Convert every line of the rows below into an item of a numbered list, skipping any blank lines, and please leave the pictures out of your answer.

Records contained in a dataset
====
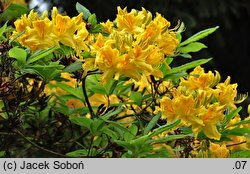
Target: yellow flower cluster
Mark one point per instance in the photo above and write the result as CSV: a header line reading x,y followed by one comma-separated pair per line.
x,y
42,33
135,45
200,101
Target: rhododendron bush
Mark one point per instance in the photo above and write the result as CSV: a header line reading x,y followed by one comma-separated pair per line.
x,y
76,87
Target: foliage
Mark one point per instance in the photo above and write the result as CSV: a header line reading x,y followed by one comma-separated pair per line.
x,y
73,87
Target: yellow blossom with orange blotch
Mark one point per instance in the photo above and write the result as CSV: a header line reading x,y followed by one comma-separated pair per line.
x,y
219,151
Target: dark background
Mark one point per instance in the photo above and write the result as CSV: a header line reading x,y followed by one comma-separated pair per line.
x,y
229,46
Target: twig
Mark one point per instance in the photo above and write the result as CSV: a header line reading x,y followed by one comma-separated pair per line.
x,y
36,145
235,144
86,97
7,133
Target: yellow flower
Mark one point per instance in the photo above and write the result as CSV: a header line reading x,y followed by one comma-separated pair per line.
x,y
130,22
180,107
42,33
198,79
227,93
109,61
210,117
40,36
98,99
219,151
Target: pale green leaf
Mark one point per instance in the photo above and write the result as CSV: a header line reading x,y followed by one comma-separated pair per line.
x,y
19,54
200,35
192,47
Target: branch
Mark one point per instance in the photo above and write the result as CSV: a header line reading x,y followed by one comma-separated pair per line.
x,y
36,145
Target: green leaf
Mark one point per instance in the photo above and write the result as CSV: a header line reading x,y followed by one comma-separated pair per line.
x,y
165,128
78,153
2,153
125,144
240,123
152,123
94,86
92,19
230,116
19,54
77,65
112,113
140,141
192,47
175,75
81,9
119,126
2,29
77,92
13,12
40,54
112,88
128,136
188,56
136,97
87,54
47,72
240,154
199,35
97,29
110,133
170,138
96,126
236,132
81,121
189,65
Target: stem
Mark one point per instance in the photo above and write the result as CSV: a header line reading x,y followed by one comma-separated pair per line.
x,y
36,145
86,97
235,144
7,133
90,146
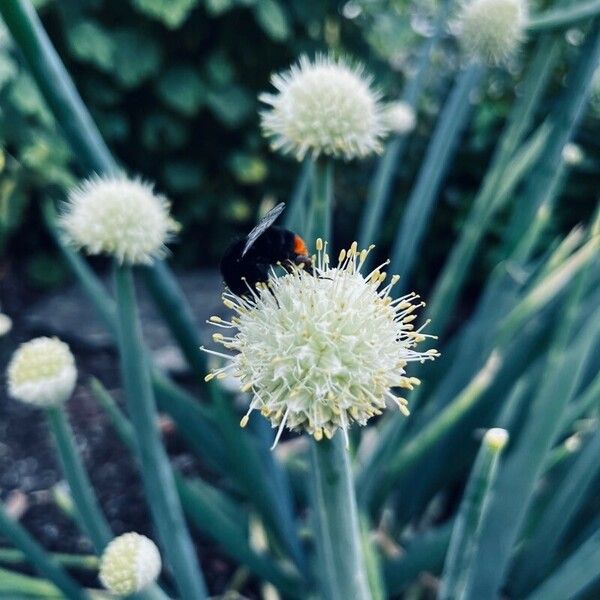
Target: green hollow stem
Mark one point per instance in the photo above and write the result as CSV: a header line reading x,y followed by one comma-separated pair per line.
x,y
321,206
399,464
437,161
424,554
549,536
57,86
471,514
517,479
204,506
87,509
574,575
157,475
43,563
295,215
456,269
451,280
564,121
343,574
559,18
201,433
86,562
381,183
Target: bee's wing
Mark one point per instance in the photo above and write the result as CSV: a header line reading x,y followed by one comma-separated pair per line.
x,y
263,225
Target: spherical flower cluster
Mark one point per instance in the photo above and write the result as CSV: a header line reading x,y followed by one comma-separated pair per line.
x,y
324,107
129,563
323,349
496,438
492,30
400,117
42,372
120,217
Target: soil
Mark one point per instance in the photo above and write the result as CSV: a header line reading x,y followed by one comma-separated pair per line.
x,y
29,474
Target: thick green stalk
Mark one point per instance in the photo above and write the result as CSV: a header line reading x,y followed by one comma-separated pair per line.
x,y
381,183
424,554
414,450
456,269
242,456
543,547
38,558
564,16
321,201
87,509
86,562
295,215
157,475
205,508
438,159
518,476
563,121
471,514
193,421
56,86
451,280
575,575
343,574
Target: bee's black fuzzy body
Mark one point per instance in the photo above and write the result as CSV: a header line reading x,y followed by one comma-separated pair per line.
x,y
247,261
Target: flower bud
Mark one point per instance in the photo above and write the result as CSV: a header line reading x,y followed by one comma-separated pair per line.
x,y
129,563
120,217
325,107
42,372
492,30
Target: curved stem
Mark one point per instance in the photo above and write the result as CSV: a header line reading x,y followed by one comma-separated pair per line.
x,y
343,572
87,509
157,475
38,558
558,18
57,86
321,201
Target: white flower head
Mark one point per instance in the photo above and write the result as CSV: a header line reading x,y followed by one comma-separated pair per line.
x,y
496,438
129,563
321,350
42,372
324,107
492,30
118,216
400,117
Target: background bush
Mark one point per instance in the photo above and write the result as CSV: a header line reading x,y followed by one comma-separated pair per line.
x,y
173,85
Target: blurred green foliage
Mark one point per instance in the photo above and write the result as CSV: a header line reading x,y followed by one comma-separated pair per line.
x,y
173,86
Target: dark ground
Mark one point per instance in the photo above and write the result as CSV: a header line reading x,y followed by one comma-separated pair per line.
x,y
28,467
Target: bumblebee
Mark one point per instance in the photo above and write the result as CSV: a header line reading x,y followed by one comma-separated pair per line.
x,y
247,261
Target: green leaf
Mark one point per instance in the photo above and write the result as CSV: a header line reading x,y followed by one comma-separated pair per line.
x,y
171,13
576,574
272,18
90,43
217,7
8,69
231,105
471,515
26,96
137,57
181,89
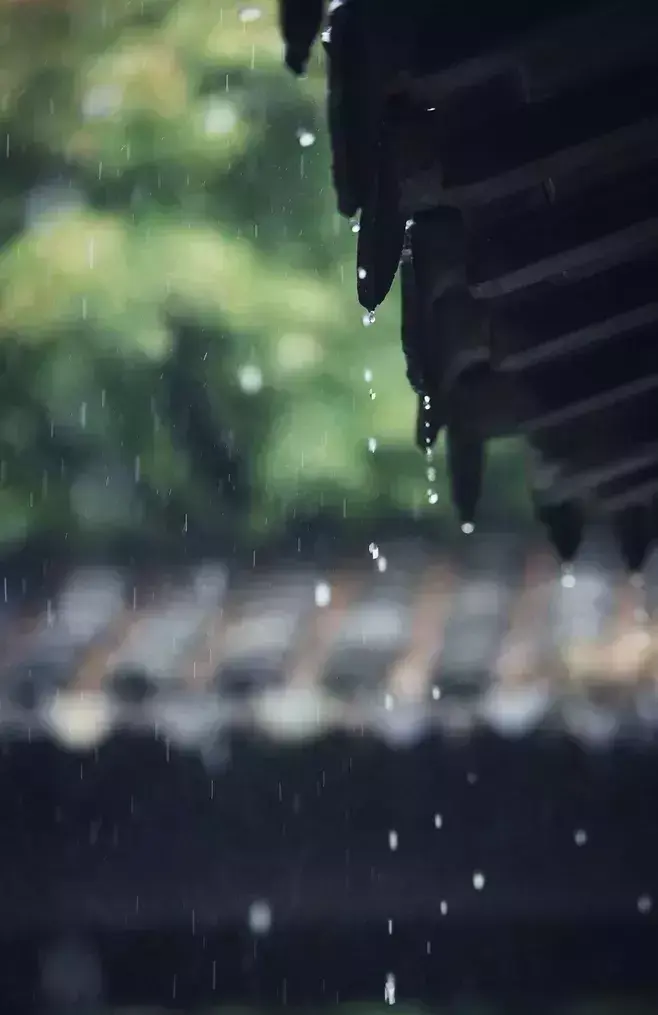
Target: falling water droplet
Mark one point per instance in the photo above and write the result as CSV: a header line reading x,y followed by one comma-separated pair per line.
x,y
260,917
568,579
249,14
306,138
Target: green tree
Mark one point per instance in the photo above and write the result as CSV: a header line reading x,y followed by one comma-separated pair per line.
x,y
182,348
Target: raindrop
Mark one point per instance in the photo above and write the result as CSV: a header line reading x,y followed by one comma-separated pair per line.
x,y
260,918
249,14
250,379
568,580
306,138
220,118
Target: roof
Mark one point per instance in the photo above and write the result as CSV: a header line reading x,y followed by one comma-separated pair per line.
x,y
508,157
399,641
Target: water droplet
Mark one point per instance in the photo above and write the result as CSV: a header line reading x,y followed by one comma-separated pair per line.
x,y
260,918
645,903
568,579
249,14
250,379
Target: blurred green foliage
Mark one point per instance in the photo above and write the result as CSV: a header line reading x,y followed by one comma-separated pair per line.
x,y
181,345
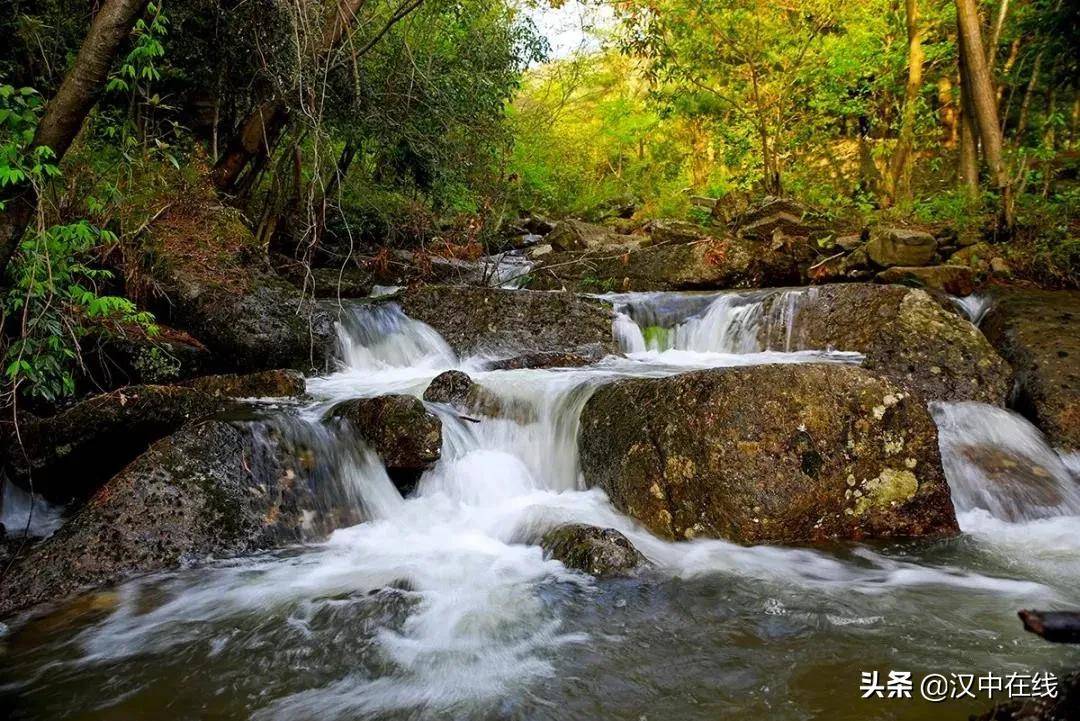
====
• Answer for this exercise:
1. Target: yellow flower cluster
2. Mark one point per instance in the photo above and write the result as CSV: a header line reading x,y followed by one comma-separated pair per line.
3. x,y
4. 42,33
5. 135,45
6. 200,101
7. Target: rhododendron bush
8. Mark one point per instance in the photo above and write the result as CSV: a header line reading x,y followed by one comma-separated pair per line.
9. x,y
10. 76,87
11. Target: foliage
12. Mark one point per instance in the photo above and write the result as CSV: a header line reading x,y followed by one comma-separated pair per line.
13. x,y
14. 73,87
15. Target: yellow blossom with orange blotch
16. Mark one point per instance in the photo above and write the result as CSV: a header line reading x,y followed by one comma-separated pair per line.
17. x,y
18. 219,151
19. Target: dark background
20. Mark one point per instance in the photo above and write the result as CSV: a header line reading x,y followed by one comma-separated pair per line.
21. x,y
22. 229,46
23. Target: twig
24. Mark one point per instance in the photo above and write the result as CSV: a header line reading x,y followed by one comma-separated pair per line.
25. x,y
26. 36,145
27. 235,144
28. 86,97
29. 7,133
30. Target: yellow flower
31. Mark one point per instance in the photo above and write the result as CSV: a header line reading x,y followed by one comma-separated pair per line.
32. x,y
33. 130,22
34. 180,107
35. 42,33
36. 198,79
37. 227,93
38. 109,61
39. 210,117
40. 40,36
41. 98,99
42. 219,151
43. Target: pale green leaf
44. Mark one point per instance in the photo above and write the result as CSV: a header line reading x,y followed by one comma-separated pair per line.
45. x,y
46. 19,54
47. 200,35
48. 192,47
49. Target: branch
50. Mark one point per instance in the photo above and write the result as CSV: a header line reading x,y followed by one comma-separated pair per line.
51. x,y
52. 36,145
53. Target: green leaf
54. Mark one point per instance in the photo above and write the result as CSV: a header line reading x,y followed by one comma-separated pair per line.
55. x,y
56. 165,128
57. 78,153
58. 2,153
59. 125,144
60. 240,123
61. 152,123
62. 94,86
63. 92,19
64. 230,116
65. 19,54
66. 77,65
67. 112,113
68. 140,141
69. 192,47
70. 175,75
71. 81,9
72. 119,126
73. 2,29
74. 77,92
75. 13,12
76. 40,54
77. 112,88
78. 128,136
79. 188,56
80. 136,97
81. 87,54
82. 47,72
83. 240,154
84. 199,35
85. 97,29
86. 110,133
87. 170,138
88. 96,126
89. 236,132
90. 81,121
91. 189,65
92. Target: stem
93. Mark one point per instance in the photo above and write the result as CSV: a header line reading x,y followed by one comma-separated pair per line.
94. x,y
95. 36,145
96. 86,97
97. 235,144
98. 7,133
99. 90,146
100. Target: green hollow stem
101. Mark one point per instance in the photo above and write the result as CSV: a header line reading x,y followed by one comma-separated pair per line.
102. x,y
103. 321,206
104. 399,464
105. 437,161
106. 424,554
107. 549,536
108. 57,86
109. 471,514
110. 517,479
111. 204,506
112. 87,509
113. 574,575
114. 157,475
115. 43,563
116. 295,215
117. 456,269
118. 451,280
119. 564,121
120. 343,574
121. 559,18
122. 201,433
123. 86,562
124. 381,183
125. Target: bee's wing
126. Mark one point per instance in the photo above and write the result as CSV: a header line reading x,y followed by one comma-separated pair per line.
127. x,y
128. 263,225
129. Target: spherical flower cluster
130. Mark one point per instance in the photo above and write the result as CSV: a header line reading x,y followed by one comma-separated pair per line.
131. x,y
132. 324,107
133. 129,563
134. 323,349
135. 496,438
136. 492,30
137. 400,117
138. 42,372
139. 120,217
140. Target: soil
141. Mark one point per instance in the photo above and write the result as CSV: a header line reading x,y followed by one comma-separated pair per line.
142. x,y
143. 29,474
144. Target: thick green stalk
145. Mark one point per instance in the photo above and write the result as CSV: a header line reading x,y followed by one comma-separated pair per line.
146. x,y
147. 381,183
148. 424,554
149. 414,450
150. 456,269
151. 242,456
152. 543,547
153. 38,558
154. 564,16
155. 321,201
156. 87,509
157. 86,562
158. 295,215
159. 157,475
160. 205,508
161. 438,159
162. 518,476
163. 563,121
164. 471,514
165. 193,421
166. 56,86
167. 451,280
168. 575,575
169. 343,574
170. Target: bee's black fuzzy body
171. Mark one point per instance in the photo above and write the result as CSV: a header line reading x,y followed by one comma-separated pair per line.
172. x,y
173. 247,261
174. Target: flower bud
175. Mark one point per instance in the photo above and write the result as CSV: a header line reading x,y followed by one comma-separated pair per line.
176. x,y
177. 129,563
178. 120,217
179. 325,107
180. 42,372
181. 492,30
182. Target: curved stem
183. Mark one point per instance in the photo above and write the result as CSV: a header line reading x,y followed by one comma-separated pair per line.
184. x,y
185. 343,572
186. 87,509
187. 157,475
188. 38,558
189. 558,18
190. 57,86
191. 321,201
192. Target: white flower head
193. Mark one point per instance in the photo above and write the result as CSV: a header line reading x,y followed by one comma-separated pair per line.
194. x,y
195. 496,438
196. 129,563
197. 321,350
198. 42,372
199. 324,107
200. 492,30
201. 118,216
202. 400,117
203. Target: background bush
204. Mark one point per instance in the photo above and write the result as CSV: a header line reading x,y followed by one comma-separated pair per line.
205. x,y
206. 173,85
207. Target: blurred green foliage
208. Mark one point per instance in the photo above and write the result as CSV: a header line reading x,y followed by one comma-separated pair per line.
209. x,y
210. 173,86
211. Target: dark ground
212. Mark one point per instance in the photo above and write the result as CSV: a header line reading x,y followed by one comma-separated pair per line.
213. x,y
214. 28,467
215. Target: bumblebee
216. Mark one point per instance in the photo above and write the result as CSV: a header line reading x,y followed by one comma-separated pair per line.
217. x,y
218. 247,261
219. Target: green leaf
220. Mark one point per instance in the photo above and write the result as CSV: a header line reading x,y followed by one comma-separated pair per line.
221. x,y
222. 171,13
223. 576,574
224. 272,18
225. 90,43
226. 217,7
227. 8,69
228. 231,105
229. 471,515
230. 26,96
231. 137,57
232. 181,89
233. Target: falling water droplet
234. Mark one point per instance in the photo above and write the result as CSV: a header line reading x,y followed by one comma-separated pair per line.
235. x,y
236. 260,917
237. 568,579
238. 249,14
239. 306,138
240. Target: green tree
241. Mark one point per instance in the photo above and write the result as CSV: a header line reading x,y followed by one comma-separated pair per line.
242. x,y
243. 182,348
244. Target: raindrop
245. Mark one point per instance in the photo above and write the result as CSV: a header line reading x,y followed by one comma-separated pair per line.
246. x,y
247. 260,918
248. 249,14
249. 250,379
250. 568,580
251. 306,138
252. 220,118
253. Target: roof
254. Mark one point per instance in the photo above and write the result as CSV: a header line reading x,y followed by one comma-separated pair per line.
255. x,y
256. 508,157
257. 399,641
258. Target: water droplet
259. Mark one point per instance in the photo above and write the result as CSV: a header line reading x,y followed by one comma-separated pair per line.
260. x,y
261. 260,918
262. 645,903
263. 568,579
264. 249,14
265. 250,379
266. Target: blurred green foliage
267. Mark one point per instance in the photo above and write the result as CSV: a header line reading x,y followed by one comma-separated pair per line.
268. x,y
269. 181,345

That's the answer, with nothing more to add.